DATA:
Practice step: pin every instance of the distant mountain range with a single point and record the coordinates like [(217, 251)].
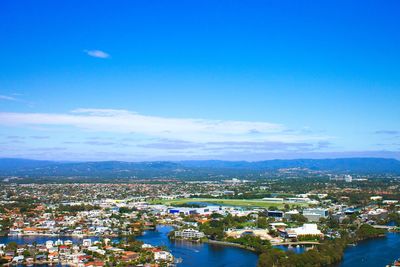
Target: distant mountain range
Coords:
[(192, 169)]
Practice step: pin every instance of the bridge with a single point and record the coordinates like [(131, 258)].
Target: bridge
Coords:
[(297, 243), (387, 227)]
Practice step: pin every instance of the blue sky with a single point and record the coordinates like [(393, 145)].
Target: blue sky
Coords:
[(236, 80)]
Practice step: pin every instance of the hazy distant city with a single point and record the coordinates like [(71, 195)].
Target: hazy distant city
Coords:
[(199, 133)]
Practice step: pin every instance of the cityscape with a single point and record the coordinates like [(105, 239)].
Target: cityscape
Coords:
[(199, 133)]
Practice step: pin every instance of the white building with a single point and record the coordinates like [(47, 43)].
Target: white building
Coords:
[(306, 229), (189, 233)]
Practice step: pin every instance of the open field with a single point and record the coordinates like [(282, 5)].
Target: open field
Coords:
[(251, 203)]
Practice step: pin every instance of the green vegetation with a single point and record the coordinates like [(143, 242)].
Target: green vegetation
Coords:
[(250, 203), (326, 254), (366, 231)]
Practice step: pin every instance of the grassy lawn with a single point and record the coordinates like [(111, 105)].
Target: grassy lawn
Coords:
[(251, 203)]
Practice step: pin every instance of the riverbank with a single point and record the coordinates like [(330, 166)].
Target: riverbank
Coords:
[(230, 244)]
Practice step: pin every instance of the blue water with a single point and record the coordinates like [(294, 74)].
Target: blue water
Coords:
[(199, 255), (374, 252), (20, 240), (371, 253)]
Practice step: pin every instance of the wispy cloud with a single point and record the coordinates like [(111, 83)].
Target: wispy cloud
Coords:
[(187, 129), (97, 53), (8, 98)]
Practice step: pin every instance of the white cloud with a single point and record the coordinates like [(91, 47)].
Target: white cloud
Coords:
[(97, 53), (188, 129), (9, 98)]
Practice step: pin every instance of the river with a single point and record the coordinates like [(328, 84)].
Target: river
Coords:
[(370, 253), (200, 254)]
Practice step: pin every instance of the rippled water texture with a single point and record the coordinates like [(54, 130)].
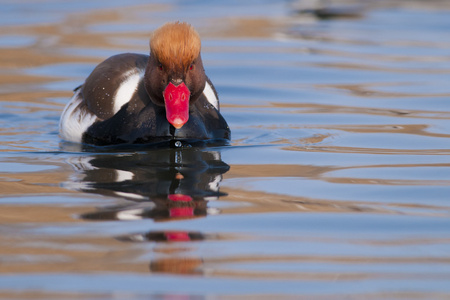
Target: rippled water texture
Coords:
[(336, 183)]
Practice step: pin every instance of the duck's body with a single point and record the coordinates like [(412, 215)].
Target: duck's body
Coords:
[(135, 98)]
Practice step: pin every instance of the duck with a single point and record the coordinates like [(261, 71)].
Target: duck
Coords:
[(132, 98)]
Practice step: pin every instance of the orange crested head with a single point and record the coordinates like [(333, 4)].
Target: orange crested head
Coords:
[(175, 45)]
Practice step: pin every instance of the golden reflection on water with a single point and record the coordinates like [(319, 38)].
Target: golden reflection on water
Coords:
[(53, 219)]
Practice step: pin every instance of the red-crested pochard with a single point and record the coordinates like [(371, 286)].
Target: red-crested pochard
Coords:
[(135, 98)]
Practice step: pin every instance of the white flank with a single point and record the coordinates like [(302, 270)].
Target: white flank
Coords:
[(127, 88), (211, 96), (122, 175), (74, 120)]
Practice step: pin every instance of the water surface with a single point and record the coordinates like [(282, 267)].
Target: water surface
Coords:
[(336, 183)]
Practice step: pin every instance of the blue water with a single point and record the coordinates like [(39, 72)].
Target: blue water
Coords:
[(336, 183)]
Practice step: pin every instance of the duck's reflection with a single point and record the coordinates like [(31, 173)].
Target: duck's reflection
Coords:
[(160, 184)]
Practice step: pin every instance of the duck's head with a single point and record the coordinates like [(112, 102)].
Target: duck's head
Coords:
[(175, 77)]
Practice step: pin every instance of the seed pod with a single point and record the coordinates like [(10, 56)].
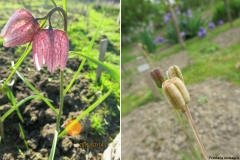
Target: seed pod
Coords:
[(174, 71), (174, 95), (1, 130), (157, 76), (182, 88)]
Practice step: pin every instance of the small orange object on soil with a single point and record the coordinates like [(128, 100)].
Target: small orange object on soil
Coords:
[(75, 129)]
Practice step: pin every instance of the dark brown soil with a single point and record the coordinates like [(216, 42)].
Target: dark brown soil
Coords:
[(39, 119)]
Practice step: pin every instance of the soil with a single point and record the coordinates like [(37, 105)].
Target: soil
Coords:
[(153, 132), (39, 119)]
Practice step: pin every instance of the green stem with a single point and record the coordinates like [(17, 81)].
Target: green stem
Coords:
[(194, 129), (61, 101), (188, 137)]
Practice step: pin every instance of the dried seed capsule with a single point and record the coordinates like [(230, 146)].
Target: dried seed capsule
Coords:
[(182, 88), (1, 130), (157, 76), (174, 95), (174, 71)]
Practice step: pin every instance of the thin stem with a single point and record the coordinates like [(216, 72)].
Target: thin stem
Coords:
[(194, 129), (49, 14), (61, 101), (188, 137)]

YOUR OBJECTIVE:
Every line above should be reproduced exactly, please, with no pictures included.

ANSWER SPACE:
Practice step: pin every instance of the distant mountain range with a single point and record the coordinates like [(217, 251)].
Target: distant mountain range
Coords:
[(192, 169)]
Practice step: pin every instance of the bridge with a single point and record the coordinates like [(131, 258)].
Target: bridge
Coords:
[(297, 243), (387, 227)]
Practice step: pin every instance of the blue sky with a single point and record the coordinates like [(393, 145)].
Target: blue sky
Coords:
[(236, 80)]
Practice step: pin every instance of the hazy distant city with a single point and record the coordinates like [(71, 195)].
Target: hazy distant city
Coords:
[(199, 133)]
Practice step: pin every instance of the cityscape with a single point and record the coordinates like [(105, 239)].
Target: cityscape
Coords:
[(199, 133)]
Practice step: pin every instance of the white building with a single point and record the coordinates like [(47, 43)].
Target: white building
Coords:
[(306, 229), (189, 233)]
Practice step: pin every instance of the open field with a single point and record the coordinates like [(282, 5)].
Target: open field
Coords:
[(251, 203)]
Practice step: pin every instance of the green vegetation with a single point and record the coordinates like [(143, 242)].
Target: green vegetation
Coords:
[(250, 203), (326, 254), (366, 231)]
Practice step: pin every instance of the grassy lawn with a single point and record the coordinates like [(111, 105)].
Target: grassy lawn
Coords:
[(251, 203)]
Practice step: pin every instance of the riverbank with a single point and record the coordinates like [(330, 166)].
Target: riverbank
Coords:
[(230, 244)]
Practice step: pin every instance of the blue water with a single point and record the coordinates like [(294, 74)].
Target: blue water
Coords:
[(199, 255), (374, 252), (20, 240), (371, 253)]
Practice step: pin every instance of the wispy cloud with a single point and record the coordinates like [(111, 83)].
Target: wispy cloud
Coords:
[(187, 129), (97, 53), (8, 98)]
Practice step: pin every instance of the white cloud with a single point and record the coordinates like [(91, 47)].
Target: white cloud
Coords:
[(97, 53), (188, 129), (9, 98)]
Practice step: pin every instance of the river with a single point and record the coordinates like [(328, 84)].
Target: river
Coords:
[(370, 253), (200, 254)]
Practice step: pin every instance of the rippled water texture with a single point and record the coordinates like [(54, 130)].
Target: rippled water texture
Coords:
[(336, 183)]
Practice step: pin every instance of the duck's body with a single point and record the coordinates like [(412, 215)].
Target: duck's body
Coords:
[(135, 98)]
Practice step: pin every instance of the duck with a single point and record the coordinates like [(261, 71)].
Target: duck
Coords:
[(132, 98)]
Practice step: pin every instance of the orange crested head with a single point and record the coordinates like [(333, 4)].
Target: orange crested head
Coords:
[(175, 45)]
Practice step: pin every instance of the golden reflection on water with a single point and record the coordinates like [(319, 38)].
Target: golden reflection on water
Coords:
[(53, 219)]
Practice step: pin every instance of the red-crested pochard with a single point and record the coordinates like [(371, 286)].
Target: red-crested pochard
Coords:
[(135, 98)]
Practice step: pin every instance of the white flank with a single point and record the coordinates like [(302, 270)].
Target: white flank
Coords:
[(127, 88), (211, 96), (122, 175), (74, 120)]
Practice step: pin every instance of the water surface with a single point and record the coordinates like [(282, 267)].
Target: water surface
Coords:
[(336, 183)]
Practice step: pin every instance of the blue water with a single point and record the coordinates like [(39, 72)].
Target: blue water
Coords:
[(336, 183)]
Practice step: pin every instance of the duck's reflection with a single point and record the coordinates like [(31, 173)].
Target: duck's reflection
Coords:
[(160, 184)]
Practice step: pin every instance of the duck's head with a single point and record the coordinates like [(112, 102)].
Target: duck's head
Coords:
[(175, 77)]
Practice step: pin every instance of the seed pod with a single point and record the coordinates like [(10, 56)].
Target: seed pod
Coords:
[(174, 71), (174, 95), (1, 130), (157, 76), (182, 88)]
Practice step: pin every instance of the small orange object on soil with a single point and record the coordinates like [(128, 100)].
Target: small orange object on soil
Coords:
[(75, 129)]
Practice step: pin every instance of the dark brown soil with a single point and record the coordinates like [(216, 42)].
Target: dark brown soil
Coords:
[(39, 119)]
Practice step: pin every instance of the soil with a single point and record the coordinates like [(37, 105)].
Target: soil
Coords:
[(153, 132), (39, 119)]
Practice step: pin every instance of the green stem with a single point and record the coordinates like [(17, 81)].
Target: green stem
Coords:
[(194, 129), (61, 101), (188, 137)]
Practice step: pin every instance of the dried seed capsule with a single point and record the coordinates like [(230, 146)].
Target: dried seed capsule
Coords:
[(182, 88), (1, 130), (157, 76), (174, 95), (174, 71)]
Practice step: pin every instance of the thin stem with a single point and record the coordinates like [(216, 72)].
Target: thin stem
Coords:
[(194, 129), (49, 14), (61, 101), (188, 137)]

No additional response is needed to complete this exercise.